*** Document text
Dealing with MS SQL Tables that contain Duplicate Rows
July 16, 2003
Every so often, you might have to deal with tables that contain duplicate rows. In one case, you might only need to identify the duplicate rows. In other cases, you might need to remove the duplicate rows. This article will show you some different techniques for dealing with duplicate rows.
Your interpretation of a duplicate row might mean something different then the meaning to someone else. A duplicate row could mean that the data that makes up the key for each row is duplicated on more than one row. Another definition might be every column in a row matches with another row in the same table. I will show you how to find the duplicate rows in both of these cases.
Identifying Duplicate Key Values
One of the first things you will need consider when dealing with duplicates is how to identify the rows that contain duplicate values. To identify duplicates, you need to determine what is considered a duplicate record.
For the purpose of my first example, I will be using the sales table in the pubs database. The sales table has the following columns: stor_id, ord_num, ord_date, qty, payterms, title_id. For this example, let's say a duplicate record is any record that has the same stor_id and ord_num. To identify duplicates sales records I would use the following code:
select stor_id, ord_num , count(*) as 'Num of Dups' from pubs.dbo.sales group by stor_id, ord_num having count(*) > 1
When this code is run I get the following results:
stor_id ord_num Num of Dups ------- -------------------- ----------- 7067 P2121 3 7131 P3087a 4
In this example, I used the HAVING clause in conjunction with the GROUP BY to identify the number of duplicate records. In this case, I only showed the key values (stor_id, and ord_num) associated with the duplicate records along with the number of duplicates. Now in reality these are not duplicate records if you looked at all the columns in the table, but since I said we were only looking at stor_id and ord_num, these are considered duplicates.
******
Work instructions:
- a) Using the article on duplicate rows in MS SQL tables, state whether each statement agrees with it: (i) the sales table includes a column named payterms; (ii) the first example filters the grouped results with a WHERE clause; (iii) the rows found in the first example would also count as duplicates if every column were compared. Answer yes or no for each and quote the deciding words of the article.
- b) Retype the passage of the article between "Dealing with MS" and "with duplicate rows.", inclusive.
The entries that come next have no connection to the article.
*** Extracted records
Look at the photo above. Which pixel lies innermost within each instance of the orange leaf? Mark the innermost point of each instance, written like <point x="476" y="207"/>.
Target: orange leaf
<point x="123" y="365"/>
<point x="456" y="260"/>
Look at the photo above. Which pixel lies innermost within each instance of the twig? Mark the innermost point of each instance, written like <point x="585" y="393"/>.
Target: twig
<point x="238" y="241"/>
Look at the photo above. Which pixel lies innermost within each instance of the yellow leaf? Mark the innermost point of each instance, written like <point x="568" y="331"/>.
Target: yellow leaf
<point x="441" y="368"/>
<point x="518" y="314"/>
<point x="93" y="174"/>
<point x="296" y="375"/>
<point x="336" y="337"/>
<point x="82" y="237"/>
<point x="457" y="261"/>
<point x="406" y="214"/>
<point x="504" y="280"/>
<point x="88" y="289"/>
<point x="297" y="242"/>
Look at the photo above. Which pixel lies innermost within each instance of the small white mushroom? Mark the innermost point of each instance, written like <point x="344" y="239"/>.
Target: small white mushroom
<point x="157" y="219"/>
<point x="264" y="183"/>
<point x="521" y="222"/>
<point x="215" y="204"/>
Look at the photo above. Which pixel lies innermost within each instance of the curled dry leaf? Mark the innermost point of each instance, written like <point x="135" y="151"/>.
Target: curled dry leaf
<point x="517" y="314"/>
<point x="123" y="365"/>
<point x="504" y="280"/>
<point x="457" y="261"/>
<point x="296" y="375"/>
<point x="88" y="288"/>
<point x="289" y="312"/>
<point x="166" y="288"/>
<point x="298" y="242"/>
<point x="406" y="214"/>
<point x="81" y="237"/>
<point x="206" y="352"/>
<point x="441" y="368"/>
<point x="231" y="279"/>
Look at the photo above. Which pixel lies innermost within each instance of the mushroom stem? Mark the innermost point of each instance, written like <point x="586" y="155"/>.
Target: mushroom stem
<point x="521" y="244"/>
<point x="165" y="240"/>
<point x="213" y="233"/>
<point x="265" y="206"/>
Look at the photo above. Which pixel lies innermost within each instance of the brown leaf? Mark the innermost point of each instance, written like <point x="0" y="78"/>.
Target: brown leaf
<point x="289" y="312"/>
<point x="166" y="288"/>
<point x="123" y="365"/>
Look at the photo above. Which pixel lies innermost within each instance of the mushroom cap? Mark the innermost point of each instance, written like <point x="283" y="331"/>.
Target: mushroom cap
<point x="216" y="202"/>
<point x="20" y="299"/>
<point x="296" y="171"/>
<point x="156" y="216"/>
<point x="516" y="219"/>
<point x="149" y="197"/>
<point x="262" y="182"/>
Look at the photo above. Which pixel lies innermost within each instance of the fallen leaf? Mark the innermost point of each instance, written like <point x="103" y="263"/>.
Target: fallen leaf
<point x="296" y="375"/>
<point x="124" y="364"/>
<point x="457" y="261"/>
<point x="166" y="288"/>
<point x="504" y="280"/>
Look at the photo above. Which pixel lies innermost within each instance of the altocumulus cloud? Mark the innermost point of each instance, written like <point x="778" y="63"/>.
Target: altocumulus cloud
******
*** Extracted records
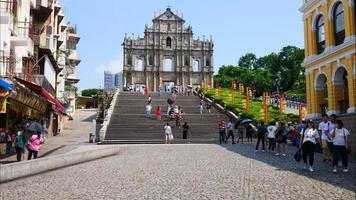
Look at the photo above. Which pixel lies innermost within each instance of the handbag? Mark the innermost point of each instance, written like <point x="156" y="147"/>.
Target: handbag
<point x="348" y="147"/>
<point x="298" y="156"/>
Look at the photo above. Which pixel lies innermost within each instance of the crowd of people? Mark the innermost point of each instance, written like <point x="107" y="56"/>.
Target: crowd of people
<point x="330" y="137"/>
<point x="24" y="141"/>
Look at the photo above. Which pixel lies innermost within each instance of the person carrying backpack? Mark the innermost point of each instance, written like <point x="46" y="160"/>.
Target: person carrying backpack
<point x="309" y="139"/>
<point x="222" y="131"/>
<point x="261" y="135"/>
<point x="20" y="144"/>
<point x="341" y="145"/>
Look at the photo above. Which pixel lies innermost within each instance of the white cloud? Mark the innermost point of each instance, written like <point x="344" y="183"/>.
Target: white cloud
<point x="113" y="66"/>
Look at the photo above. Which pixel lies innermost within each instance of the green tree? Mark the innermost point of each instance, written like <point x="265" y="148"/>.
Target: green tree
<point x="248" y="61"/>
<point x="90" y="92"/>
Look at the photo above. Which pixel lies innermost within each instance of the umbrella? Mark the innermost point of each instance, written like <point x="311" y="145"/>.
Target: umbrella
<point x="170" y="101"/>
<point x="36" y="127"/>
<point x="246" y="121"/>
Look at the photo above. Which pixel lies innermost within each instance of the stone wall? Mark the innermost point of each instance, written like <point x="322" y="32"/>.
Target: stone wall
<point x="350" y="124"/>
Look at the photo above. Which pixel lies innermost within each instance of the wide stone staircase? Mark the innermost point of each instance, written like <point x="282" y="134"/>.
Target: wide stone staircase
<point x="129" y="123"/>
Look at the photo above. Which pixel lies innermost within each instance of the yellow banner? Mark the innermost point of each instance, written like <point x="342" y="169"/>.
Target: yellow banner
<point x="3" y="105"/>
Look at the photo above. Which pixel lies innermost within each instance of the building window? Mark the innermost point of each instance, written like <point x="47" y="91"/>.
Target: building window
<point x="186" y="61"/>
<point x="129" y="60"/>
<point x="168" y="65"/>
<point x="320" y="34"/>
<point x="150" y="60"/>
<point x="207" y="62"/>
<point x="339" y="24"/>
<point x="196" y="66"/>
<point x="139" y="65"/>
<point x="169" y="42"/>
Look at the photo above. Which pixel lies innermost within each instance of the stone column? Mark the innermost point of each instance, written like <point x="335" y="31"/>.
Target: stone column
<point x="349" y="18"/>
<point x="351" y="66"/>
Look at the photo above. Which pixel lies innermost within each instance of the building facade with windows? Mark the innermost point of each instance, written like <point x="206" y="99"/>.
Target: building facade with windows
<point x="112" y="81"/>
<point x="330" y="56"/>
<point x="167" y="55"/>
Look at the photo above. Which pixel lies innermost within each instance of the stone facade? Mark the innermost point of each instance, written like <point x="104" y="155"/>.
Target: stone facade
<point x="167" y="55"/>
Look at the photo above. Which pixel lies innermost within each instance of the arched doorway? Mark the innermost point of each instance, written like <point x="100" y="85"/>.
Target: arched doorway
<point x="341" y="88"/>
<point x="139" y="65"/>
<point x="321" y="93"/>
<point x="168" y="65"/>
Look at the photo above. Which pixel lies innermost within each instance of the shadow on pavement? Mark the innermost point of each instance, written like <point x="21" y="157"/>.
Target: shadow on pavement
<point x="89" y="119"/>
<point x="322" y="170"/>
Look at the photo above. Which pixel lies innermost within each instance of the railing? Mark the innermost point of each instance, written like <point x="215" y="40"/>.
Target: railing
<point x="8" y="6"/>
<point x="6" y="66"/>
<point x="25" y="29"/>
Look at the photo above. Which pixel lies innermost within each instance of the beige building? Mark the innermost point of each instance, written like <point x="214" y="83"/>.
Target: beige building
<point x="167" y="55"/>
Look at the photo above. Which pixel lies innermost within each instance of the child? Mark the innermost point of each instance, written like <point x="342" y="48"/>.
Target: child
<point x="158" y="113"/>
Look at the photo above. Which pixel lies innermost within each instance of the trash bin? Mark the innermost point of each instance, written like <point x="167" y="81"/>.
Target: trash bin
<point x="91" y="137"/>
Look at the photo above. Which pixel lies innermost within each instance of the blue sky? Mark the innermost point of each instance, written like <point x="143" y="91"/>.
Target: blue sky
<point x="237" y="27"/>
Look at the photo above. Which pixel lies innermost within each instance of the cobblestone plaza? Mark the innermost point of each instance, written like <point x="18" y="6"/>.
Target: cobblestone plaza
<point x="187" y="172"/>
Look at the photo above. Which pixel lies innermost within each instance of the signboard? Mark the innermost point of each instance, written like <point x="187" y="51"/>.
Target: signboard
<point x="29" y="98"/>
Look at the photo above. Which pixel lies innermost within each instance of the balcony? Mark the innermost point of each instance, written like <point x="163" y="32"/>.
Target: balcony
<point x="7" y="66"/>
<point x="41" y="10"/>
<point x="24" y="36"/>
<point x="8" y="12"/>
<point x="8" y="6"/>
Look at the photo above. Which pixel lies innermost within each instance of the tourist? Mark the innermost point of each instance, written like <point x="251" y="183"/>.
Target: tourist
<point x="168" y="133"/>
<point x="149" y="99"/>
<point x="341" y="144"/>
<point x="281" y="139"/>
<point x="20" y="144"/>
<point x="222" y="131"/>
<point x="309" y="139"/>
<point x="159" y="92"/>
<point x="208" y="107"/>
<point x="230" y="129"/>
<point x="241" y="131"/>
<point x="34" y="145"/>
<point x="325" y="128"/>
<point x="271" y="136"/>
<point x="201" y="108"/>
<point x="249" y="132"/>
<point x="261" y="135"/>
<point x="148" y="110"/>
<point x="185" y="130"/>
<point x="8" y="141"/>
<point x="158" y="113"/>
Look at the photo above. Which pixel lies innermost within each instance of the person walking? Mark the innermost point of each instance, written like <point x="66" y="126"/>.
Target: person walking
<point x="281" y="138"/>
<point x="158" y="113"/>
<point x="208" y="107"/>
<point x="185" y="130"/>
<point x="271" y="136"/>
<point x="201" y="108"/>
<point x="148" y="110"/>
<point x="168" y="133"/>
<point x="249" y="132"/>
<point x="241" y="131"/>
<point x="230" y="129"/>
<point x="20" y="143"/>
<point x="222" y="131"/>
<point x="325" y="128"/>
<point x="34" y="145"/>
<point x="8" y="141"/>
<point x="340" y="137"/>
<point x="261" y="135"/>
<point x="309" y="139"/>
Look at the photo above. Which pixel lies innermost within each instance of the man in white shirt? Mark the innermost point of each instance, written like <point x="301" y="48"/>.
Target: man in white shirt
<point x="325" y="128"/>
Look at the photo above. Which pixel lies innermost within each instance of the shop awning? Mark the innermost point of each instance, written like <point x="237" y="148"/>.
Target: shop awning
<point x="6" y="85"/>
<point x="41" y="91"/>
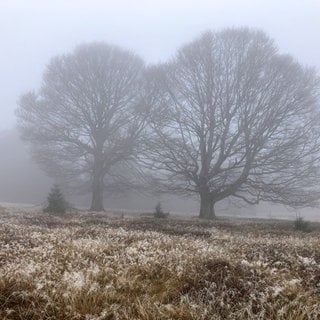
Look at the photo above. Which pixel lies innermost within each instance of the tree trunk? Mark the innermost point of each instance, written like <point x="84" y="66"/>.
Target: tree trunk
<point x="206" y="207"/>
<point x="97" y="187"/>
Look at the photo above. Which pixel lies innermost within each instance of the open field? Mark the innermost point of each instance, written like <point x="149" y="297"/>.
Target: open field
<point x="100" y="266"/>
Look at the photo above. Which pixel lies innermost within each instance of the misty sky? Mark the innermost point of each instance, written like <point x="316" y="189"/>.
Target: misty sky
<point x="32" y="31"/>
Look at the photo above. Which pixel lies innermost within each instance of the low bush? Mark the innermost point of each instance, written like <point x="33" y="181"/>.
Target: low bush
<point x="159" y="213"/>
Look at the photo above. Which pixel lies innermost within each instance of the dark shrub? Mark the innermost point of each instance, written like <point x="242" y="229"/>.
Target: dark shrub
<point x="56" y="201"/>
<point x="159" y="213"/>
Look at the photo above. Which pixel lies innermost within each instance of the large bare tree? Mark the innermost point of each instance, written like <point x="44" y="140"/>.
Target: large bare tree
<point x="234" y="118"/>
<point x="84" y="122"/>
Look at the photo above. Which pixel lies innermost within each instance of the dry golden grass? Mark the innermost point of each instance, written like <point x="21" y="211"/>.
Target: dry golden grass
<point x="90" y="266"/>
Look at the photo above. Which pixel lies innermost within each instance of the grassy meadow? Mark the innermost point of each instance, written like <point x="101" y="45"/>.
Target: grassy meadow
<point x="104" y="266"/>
******
Answers given:
- a)
(i) Yes: "The sales table has the following columns: stor_id, ord_num, ord_date, qty, payterms, title_id"
(ii) No: "I used the HAVING clause in conjunction with the GROUP BY to identify the number of duplicate records"
(iii) No: "Now in reality these are not duplicate records if you looked at all the columns in the table"

- b)
Dealing with MS SQL Tables that contain Duplicate Rows
July 16, 2003
Every so often, you might have to deal with tables that contain duplicate rows. In one case, you might only need to identify the duplicate rows. In other cases, you might need to remove the duplicate rows. This article will show you some different techniques for dealing with duplicate rows.